_Job_: Lay out as a numbered list the lines below, starting at the line containing "find the white" and ending at the line containing "695,317 -> 854,365", leaving out any blank lines.

********

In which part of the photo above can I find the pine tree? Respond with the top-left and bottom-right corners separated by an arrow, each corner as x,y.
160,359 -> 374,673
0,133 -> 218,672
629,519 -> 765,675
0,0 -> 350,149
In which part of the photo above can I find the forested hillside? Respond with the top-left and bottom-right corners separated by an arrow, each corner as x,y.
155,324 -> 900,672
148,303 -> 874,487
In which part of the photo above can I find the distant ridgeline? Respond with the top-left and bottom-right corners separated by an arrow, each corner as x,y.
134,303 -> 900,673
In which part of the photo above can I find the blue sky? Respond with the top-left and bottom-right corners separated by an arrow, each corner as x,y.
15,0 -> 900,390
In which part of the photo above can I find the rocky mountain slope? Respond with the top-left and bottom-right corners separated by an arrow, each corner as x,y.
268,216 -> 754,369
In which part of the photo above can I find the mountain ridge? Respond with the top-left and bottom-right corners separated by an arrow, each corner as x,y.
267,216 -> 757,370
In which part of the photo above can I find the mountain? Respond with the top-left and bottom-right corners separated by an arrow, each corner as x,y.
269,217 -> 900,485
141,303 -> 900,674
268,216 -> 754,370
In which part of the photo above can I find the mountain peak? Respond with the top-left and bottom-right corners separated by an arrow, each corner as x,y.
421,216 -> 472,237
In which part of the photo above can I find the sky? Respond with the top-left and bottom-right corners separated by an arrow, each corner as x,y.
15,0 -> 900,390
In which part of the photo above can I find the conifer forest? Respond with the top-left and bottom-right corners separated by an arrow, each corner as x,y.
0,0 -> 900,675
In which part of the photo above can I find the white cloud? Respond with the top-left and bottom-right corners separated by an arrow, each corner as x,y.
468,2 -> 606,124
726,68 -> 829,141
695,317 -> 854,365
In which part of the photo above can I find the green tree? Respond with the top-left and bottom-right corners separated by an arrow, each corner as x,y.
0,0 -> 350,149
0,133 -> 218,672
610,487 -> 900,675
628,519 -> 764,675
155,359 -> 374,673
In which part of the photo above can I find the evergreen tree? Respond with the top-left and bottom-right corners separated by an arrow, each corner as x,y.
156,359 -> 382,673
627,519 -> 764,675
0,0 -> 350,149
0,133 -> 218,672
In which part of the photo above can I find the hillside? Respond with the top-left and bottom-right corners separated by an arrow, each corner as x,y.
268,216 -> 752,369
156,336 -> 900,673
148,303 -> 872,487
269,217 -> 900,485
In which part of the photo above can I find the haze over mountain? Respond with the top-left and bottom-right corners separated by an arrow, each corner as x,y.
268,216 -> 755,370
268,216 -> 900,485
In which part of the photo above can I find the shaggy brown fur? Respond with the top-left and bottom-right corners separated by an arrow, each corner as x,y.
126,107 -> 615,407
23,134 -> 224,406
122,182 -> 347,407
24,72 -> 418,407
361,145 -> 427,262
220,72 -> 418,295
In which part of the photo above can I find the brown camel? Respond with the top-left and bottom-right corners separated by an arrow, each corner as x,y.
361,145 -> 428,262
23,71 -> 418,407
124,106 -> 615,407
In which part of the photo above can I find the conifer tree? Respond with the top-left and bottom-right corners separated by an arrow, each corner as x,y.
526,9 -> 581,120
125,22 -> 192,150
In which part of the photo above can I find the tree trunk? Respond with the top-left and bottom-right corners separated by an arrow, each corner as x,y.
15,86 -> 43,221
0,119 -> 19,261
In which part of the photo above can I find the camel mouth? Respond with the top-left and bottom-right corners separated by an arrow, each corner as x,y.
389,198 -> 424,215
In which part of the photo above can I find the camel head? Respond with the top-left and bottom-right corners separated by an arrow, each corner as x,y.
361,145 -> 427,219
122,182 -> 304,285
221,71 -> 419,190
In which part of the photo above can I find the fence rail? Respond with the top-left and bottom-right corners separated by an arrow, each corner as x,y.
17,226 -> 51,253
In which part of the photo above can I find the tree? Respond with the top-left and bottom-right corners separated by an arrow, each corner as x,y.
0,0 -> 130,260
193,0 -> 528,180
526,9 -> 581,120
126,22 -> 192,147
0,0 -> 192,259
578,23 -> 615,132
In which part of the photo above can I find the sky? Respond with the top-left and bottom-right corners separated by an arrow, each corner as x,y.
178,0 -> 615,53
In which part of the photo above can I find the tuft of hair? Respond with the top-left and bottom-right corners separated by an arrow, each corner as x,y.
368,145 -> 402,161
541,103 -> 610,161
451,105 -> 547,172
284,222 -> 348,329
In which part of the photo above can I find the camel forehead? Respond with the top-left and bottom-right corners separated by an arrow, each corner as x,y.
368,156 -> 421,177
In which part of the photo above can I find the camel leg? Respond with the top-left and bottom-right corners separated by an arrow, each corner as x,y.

********

_Exercise solution_:
1. In which part of the photo above can I find the white cloud? Respond with the top-left and bottom-right corners separated by an arrow, each corner as x,y.
2. 468,2 -> 606,124
3. 726,68 -> 829,141
4. 695,317 -> 854,365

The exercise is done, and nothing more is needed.